Your task is to output the listing word for word, with pictures excluded.

Coordinate labeling data
—————

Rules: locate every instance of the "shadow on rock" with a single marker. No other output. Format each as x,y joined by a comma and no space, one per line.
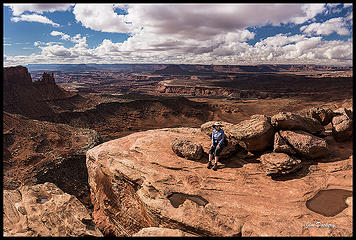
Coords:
303,171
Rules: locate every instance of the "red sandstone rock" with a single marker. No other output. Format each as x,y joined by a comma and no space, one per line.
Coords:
292,121
18,75
137,177
323,115
39,151
187,149
342,127
281,146
232,144
44,210
255,134
161,232
306,144
279,163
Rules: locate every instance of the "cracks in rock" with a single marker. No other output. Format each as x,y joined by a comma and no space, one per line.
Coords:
178,199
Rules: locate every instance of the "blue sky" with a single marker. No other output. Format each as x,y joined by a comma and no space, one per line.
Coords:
180,33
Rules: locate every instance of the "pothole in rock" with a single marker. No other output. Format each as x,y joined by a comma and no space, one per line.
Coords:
178,199
329,202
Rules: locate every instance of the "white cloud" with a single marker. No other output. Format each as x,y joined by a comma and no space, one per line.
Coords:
63,35
101,17
34,18
206,34
18,9
337,25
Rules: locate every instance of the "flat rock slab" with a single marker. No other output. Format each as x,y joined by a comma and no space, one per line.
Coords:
137,182
43,210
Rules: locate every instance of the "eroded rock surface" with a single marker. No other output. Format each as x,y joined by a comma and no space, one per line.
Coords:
255,134
279,163
342,126
281,146
293,121
161,232
187,149
306,144
323,115
44,210
137,182
232,144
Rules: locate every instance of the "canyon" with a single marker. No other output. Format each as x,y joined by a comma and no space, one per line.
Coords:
101,136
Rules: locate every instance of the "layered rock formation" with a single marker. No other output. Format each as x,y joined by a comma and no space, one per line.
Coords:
342,126
255,135
305,144
22,96
293,121
137,182
44,210
279,163
38,152
185,148
232,144
323,115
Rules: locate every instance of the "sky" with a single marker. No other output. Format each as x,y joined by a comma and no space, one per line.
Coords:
231,34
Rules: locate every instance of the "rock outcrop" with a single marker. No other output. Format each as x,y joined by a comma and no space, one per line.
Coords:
31,99
293,121
306,144
137,182
342,125
187,149
18,75
44,210
39,151
323,115
255,135
232,144
281,146
279,163
161,232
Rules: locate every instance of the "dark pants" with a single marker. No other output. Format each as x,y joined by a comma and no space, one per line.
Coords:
216,151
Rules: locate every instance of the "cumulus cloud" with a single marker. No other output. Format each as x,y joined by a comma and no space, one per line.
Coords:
101,17
63,35
337,25
34,18
191,20
18,9
201,34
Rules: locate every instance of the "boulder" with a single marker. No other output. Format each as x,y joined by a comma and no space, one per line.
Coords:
323,115
281,146
44,210
292,121
207,128
187,149
255,134
306,144
161,232
232,145
342,125
279,163
343,111
137,182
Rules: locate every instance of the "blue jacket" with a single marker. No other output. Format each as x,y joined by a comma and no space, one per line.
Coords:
217,137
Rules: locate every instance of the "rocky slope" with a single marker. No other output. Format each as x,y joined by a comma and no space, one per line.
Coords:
37,152
44,210
137,182
33,99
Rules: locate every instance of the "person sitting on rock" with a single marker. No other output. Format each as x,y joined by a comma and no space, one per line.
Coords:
217,144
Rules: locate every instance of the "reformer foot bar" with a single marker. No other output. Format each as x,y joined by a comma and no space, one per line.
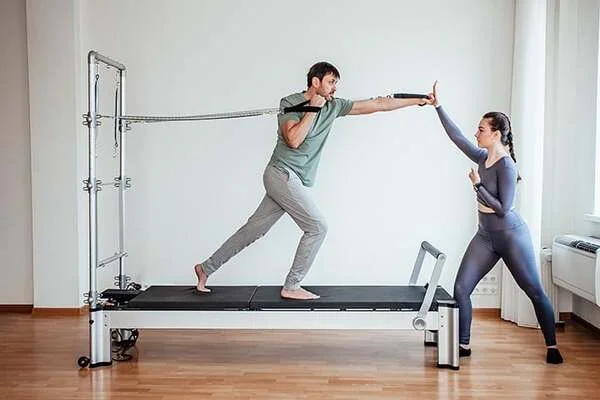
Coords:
115,312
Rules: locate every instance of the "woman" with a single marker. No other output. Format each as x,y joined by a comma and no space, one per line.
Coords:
502,232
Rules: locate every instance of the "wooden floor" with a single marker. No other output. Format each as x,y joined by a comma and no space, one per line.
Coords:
38,361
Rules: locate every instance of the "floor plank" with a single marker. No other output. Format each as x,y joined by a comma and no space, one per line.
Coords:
39,362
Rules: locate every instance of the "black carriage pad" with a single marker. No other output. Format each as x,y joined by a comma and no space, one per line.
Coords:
400,298
189,298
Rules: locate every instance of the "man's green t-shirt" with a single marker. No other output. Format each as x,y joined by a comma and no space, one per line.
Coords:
304,160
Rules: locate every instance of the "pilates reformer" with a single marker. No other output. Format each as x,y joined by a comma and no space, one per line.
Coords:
115,315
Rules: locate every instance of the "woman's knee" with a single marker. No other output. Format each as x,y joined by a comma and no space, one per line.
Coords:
460,291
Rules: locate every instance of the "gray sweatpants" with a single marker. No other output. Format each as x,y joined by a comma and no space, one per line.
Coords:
284,194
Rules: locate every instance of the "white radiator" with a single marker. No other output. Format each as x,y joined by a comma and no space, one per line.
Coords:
550,288
576,266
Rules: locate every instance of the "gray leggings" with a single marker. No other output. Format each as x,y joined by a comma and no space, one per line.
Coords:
508,238
284,194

—————

§ Reply
Rules: locate every instance of the "shadow on rock" with a single marker. No other output. Format each as x,y joined by a comma and no space, one per line.
Coords:
303,171
Rules: locate every instance of the "red sandstone rock" with a single marker. No other output. Format each as x,y joined by a comma and no space, one per line.
Coords:
292,121
18,75
137,177
323,115
39,151
187,149
342,127
281,146
232,144
44,210
255,134
161,232
306,144
279,163
Rules: locate every instance of the "cracks in rock" with a single marker. No other output. Format each as x,y joined by a comma and no space, one per line.
Coords:
178,199
Rules: locate every instance of the "blue sky" with a single marker. No other output. Format each as x,y joined by a comma and no space, one per line.
Coords:
180,33
Rules: locate every instance of the "pothole in rock" with a single marker. No other output. Format each as x,y joined by a comma and no space, one per line.
Coords:
178,199
329,202
Rules: locate every instance of the "white cloud" with a single marker. No other output. Format each as x,y joined by a comma and no space, one per line.
Coords:
63,35
101,17
34,18
206,34
18,9
337,25
Rules: locate every instance of the "flat rock slab" with a single marker. No other output. Format each as x,y joined by a comma and no space, one per line.
Coords:
137,182
43,210
Rules: locate every instance of the "eroded rock surface" with a single marker. No other output. Format each as x,y joined by a comma and no space, one per line.
Coords:
255,134
279,163
342,126
281,146
293,121
161,232
187,149
306,144
323,115
44,210
137,182
232,144
Rules: locate every instance of the "canyon" with a single marker. No other output. Format each as x,y joined by a comma and no space, one per line.
Coords:
101,136
Rules: locate every instance of the "layered rock formation" with a single marker. No other output. Format each as x,y joined by a comma and no space, one per line.
Coords:
342,126
255,135
305,144
22,96
293,121
137,182
44,210
279,163
38,152
185,148
232,144
323,115
Rules: locate every instance of the "sky" with a single marker. No other output. Format each as x,y joined by a comma and no space, one per line.
Coords:
231,34
Rules: locate every instance of the "rock outcrop" with a single marker. No other output. Format each as x,y joined by a comma and no space, one per line.
Coords:
31,99
293,121
306,144
137,182
342,125
187,149
18,75
44,210
39,151
323,115
255,135
232,144
281,146
279,163
161,232
Rules: locate every instance of the "dark pants" with a single marker. No other output. Format each as x,y joined by a comma and no space, one per line.
Coords:
216,151
Rules: locate every instance of the "cumulus cloud" with a single marker. No other output. Format each as x,y joined by a comma and no space, one per line.
Coords:
101,17
63,35
337,25
34,18
191,20
18,9
201,34
Rules: locate every instance of the "boulder" with a single marker. No other output. Format each as x,y joined by a comma and no space, one per line.
Coords:
323,115
281,146
44,210
292,121
207,128
187,149
255,134
306,144
161,232
232,145
342,125
279,163
343,111
137,182
Rules: locate every instance of the "blue jacket" with a single marker. No other output. Format each as x,y joined by a comma and no space, one per line.
Coords:
217,137
Rules: locate every instance of the "rocky slope" with a single marker. No other output. Format each as x,y joined by a comma and no space, one per line.
Coords:
37,152
44,210
137,182
33,99
Rules: locate every instance of the "person sitting on rock" with a single marker. No other output. Format each as x,y joined by a comma and no space, one per line.
Coords:
217,144
Rules: locate every instance of the "reformer foot bar" with a single marker. No other output. Format each as x,y joined by a comma and no space, one per line.
Coords:
115,312
Rules: locate every instance of the "woman" with a single marker. No other output. Format each as x,y joined by a comma and no space, one per line.
Coords:
502,232
Rules: locate every instance of the "wooden floor" with a single marker. No other output. Format each as x,y joined by a comma and no space, one per line.
Coords:
38,361
Rules: locate every instance of the "floor plank" with a single marker. No other output. Format each as x,y joined by a comma and no space, one per line.
Coords:
39,362
Rules: locate every instance of the "black carriage pad" with a single marker. No other output. Format each as x,y joined by a comma and no space, one per line.
Coords:
400,298
189,298
Rules: locate every instance of the "man's green t-shirt" with a single marker. No other output. Format each as x,y joined by a comma and no space, one per line.
Coords:
304,160
Rules: locate every instance of the "pilates reformer" with a single marker. No other output. Format each as x,y joined by a comma and no space, one per line.
Coords:
115,315
Rules: locate every instance of the "woman's knee" with a single marker. No other output. Format each as x,y joined by a comma and no space, one per line.
Coords:
460,291
Rules: locate every instance of the "gray sweatpants" with a single marker. No other output. Format each as x,y joined by a comma and no space, one per line.
Coords:
284,194
Rules: locate every instance of the "white radiator" with a single marker. No other output. Format each as x,y joined by a comma and no space, one per line.
Coords:
550,288
576,266
Rules: locate every instance of the "gray leggings" with a single marker. No other output. Format each as x,y joined by a comma and no space, one per line.
Coords:
508,238
284,194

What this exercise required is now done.